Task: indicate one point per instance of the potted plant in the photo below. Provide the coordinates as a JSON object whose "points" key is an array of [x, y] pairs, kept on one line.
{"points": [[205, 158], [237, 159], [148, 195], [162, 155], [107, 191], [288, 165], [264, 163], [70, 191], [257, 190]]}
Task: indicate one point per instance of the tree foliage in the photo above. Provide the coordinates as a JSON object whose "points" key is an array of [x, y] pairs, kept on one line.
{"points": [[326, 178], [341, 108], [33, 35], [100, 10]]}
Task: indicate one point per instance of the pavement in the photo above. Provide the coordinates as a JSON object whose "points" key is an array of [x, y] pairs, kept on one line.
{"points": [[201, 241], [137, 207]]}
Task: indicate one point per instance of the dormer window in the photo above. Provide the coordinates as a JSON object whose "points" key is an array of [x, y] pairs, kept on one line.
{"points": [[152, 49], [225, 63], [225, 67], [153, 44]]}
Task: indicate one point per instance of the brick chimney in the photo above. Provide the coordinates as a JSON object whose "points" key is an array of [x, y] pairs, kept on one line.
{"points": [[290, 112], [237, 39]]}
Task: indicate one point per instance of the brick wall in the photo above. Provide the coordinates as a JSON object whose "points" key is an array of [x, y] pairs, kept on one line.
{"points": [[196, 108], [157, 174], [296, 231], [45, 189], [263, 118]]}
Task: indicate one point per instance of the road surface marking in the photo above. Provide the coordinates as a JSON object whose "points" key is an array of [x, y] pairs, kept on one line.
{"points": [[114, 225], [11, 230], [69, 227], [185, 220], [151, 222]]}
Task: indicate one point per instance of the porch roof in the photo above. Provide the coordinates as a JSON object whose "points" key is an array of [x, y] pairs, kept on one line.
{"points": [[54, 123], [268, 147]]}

______________________________

■ **YOUR ASSIGNMENT**: For every entry above, write out an exact copy.

■ **RESPONSE TO THIS EXERCISE**:
Task: indicate one point per instance of the potted plant in the photo below. Provide the coordinates as a JSON object whose "points" key is an array of [x, y] pairs, kept on one line.
{"points": [[205, 158], [237, 159], [148, 195], [162, 155], [107, 191], [288, 165], [264, 163], [70, 191], [257, 190]]}
Task: indicate one point per instance of the tree foliage in the photo above. Provide the coordinates as a JSON object whose "points" key is an array of [x, y] pairs, kept on one line.
{"points": [[326, 178], [341, 108], [33, 35], [100, 10]]}
Task: indicate one point per instance of the pavement in the photo above. Provide the coordinates as a JSON object whose "points" key is an array of [x, y] pairs, kept on one line.
{"points": [[201, 241], [137, 207]]}
Task: indicate one point per instance of the dormer window in the photo above. Provide the coordinates as a JSON object whose "points" key is an array of [x, y] pairs, kept on one line.
{"points": [[152, 49], [225, 63], [225, 67], [153, 44]]}
Task: indicate one point per instance of the brick chimney in the photo above. Provide the coordinates as a JSON object whose "points" key is an array of [x, y] pairs, kept on one line.
{"points": [[290, 112], [237, 39]]}
Task: indicate one point per instance of the brick wall in the photo above. Provide the coordinates as a JSON object whose "points" key is an array of [x, y] pairs, kept on one line.
{"points": [[196, 108], [157, 174], [296, 231], [45, 189], [263, 118]]}
Task: indicate one point per instance of the road surface marking in the photo above. Provide the coordinates as a JSON object whose "points" key is an array of [x, y] pairs, kept on one line.
{"points": [[114, 225], [11, 230], [69, 227], [185, 220], [151, 222]]}
Task: indicate one point per instance of the porch roof in the photo above. Provide the coordinates as a JSON object whose "points" key is an array of [x, y] pairs, kept on one line.
{"points": [[54, 123], [268, 147]]}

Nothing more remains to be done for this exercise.